— START PROVIDED ENTRIES —

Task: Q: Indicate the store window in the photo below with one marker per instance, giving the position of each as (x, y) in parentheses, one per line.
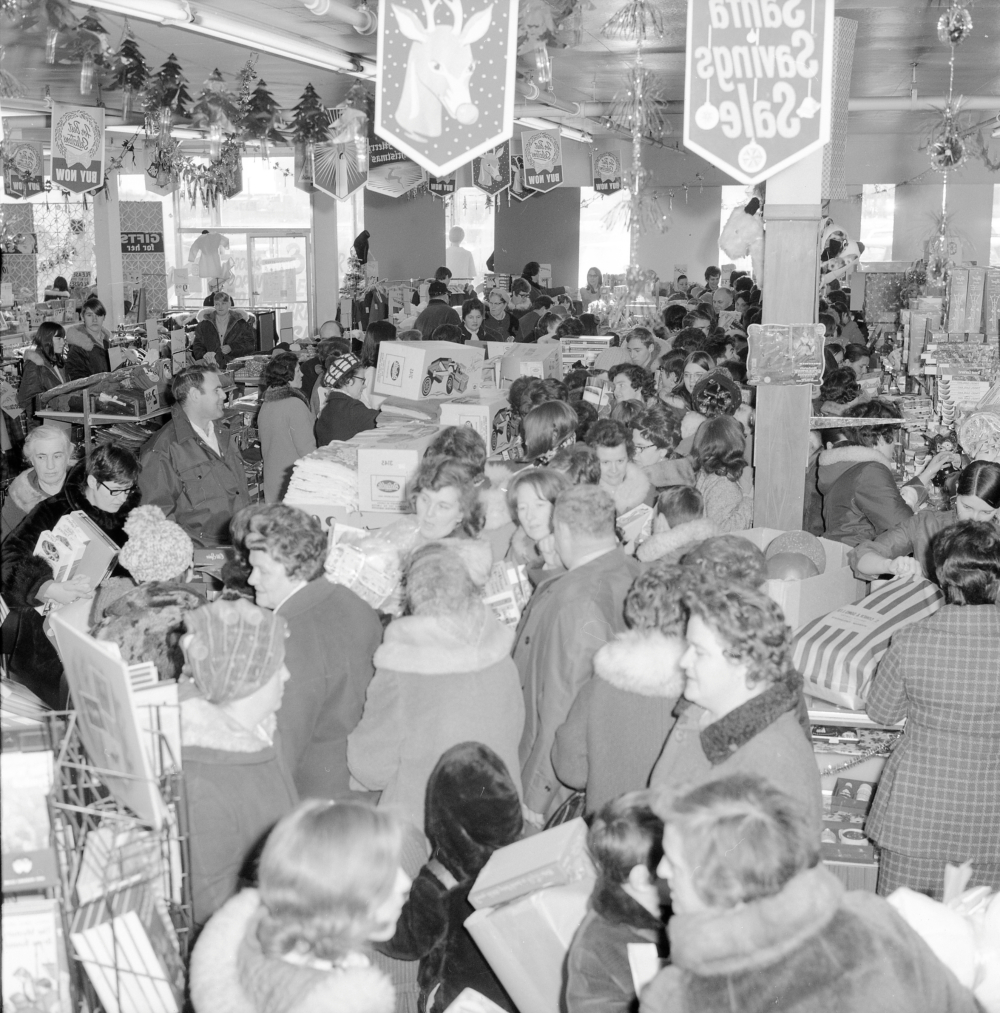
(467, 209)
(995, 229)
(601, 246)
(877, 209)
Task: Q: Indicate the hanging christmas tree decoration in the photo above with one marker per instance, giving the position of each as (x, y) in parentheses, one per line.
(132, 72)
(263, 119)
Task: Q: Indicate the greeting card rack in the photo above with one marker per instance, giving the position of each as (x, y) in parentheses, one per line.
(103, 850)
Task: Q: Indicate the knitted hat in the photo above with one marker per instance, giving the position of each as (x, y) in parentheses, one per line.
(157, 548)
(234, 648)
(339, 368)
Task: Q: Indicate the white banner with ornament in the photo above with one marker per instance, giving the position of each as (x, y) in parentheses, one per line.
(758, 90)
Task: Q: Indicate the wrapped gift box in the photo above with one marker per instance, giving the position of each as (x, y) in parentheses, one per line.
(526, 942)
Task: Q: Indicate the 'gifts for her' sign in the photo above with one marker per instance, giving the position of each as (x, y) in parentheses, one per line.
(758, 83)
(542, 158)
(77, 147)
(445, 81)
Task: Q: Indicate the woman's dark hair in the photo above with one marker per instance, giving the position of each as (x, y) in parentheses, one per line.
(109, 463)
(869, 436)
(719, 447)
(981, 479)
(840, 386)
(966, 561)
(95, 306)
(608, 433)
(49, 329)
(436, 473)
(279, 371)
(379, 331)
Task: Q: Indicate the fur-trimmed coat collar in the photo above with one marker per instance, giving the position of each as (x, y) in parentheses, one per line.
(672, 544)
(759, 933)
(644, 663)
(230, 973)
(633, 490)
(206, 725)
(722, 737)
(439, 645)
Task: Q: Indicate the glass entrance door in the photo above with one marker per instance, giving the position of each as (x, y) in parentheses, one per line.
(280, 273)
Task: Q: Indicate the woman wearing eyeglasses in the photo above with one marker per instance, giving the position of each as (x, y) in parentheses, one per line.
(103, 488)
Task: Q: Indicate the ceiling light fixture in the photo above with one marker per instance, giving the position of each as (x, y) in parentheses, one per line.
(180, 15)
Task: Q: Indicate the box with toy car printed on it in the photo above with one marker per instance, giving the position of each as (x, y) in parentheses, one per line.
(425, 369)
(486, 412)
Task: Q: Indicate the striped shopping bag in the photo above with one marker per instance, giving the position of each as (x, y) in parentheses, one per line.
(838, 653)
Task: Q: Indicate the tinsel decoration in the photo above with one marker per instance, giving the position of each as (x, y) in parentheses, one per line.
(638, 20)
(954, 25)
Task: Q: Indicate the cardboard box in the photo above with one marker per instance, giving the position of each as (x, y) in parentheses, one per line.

— END PROVIDED ENTRIES —

** WHAT THE TASK ASKS **
Rewrite the data from the line with "Task: Q: Indicate the woman wearing" through the end of the data, substituting "garland" for "tinsel decoration" and leaving everything else unchanged.

** RESULT OF THIS EXERCISE **
Task: Q: Indicate the woman wearing eyeglasses in the photo above with one marker per instance, giving the position of each as (x, y) in parentheses, one per line.
(103, 488)
Task: Q: Indicate the ceiling light fixture in the photo above with one marker per instance, giving the position of each as (x, y) in parentheses, one per line.
(180, 15)
Task: Q: Indicate the box with toy car printed on it in the photo above with one marker per instance, giving the position of each as (x, y) in parentheses, one per line.
(425, 369)
(486, 412)
Task: Q: Indicate the striped shopping bag in the photo above with one marker per instance, giving the position of each as (x, y) in parentheses, one per line.
(838, 653)
Task: Q: Indicate the garland in the photo above with one marker per instance, giving the position of each as (x, y) in parentheses, one per line.
(638, 20)
(954, 25)
Task: Q: Indicate the cardboard box in the photo above with one marker per instance, giving the position of each as (x, y) in parentheses, one per line.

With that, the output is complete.